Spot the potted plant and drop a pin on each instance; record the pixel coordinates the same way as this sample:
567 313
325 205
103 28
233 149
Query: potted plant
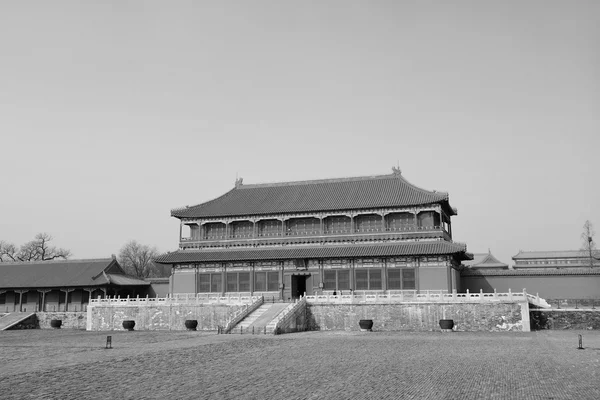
191 324
446 324
128 324
366 325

————

- EXERCISE DIRECTIONS
Set out all of the lines above as a numbered list, skipping any blank lines. Leave the pictures out of your answer.

- COMPLETED TASK
1. Spot the potted plant and drop a pin on each instance; record the pixel coordinates the same way as this sample:
2. 567 313
3. 325 205
4. 103 28
5. 233 149
6. Query: potted plant
7. 191 324
8. 446 324
9. 128 324
10. 366 325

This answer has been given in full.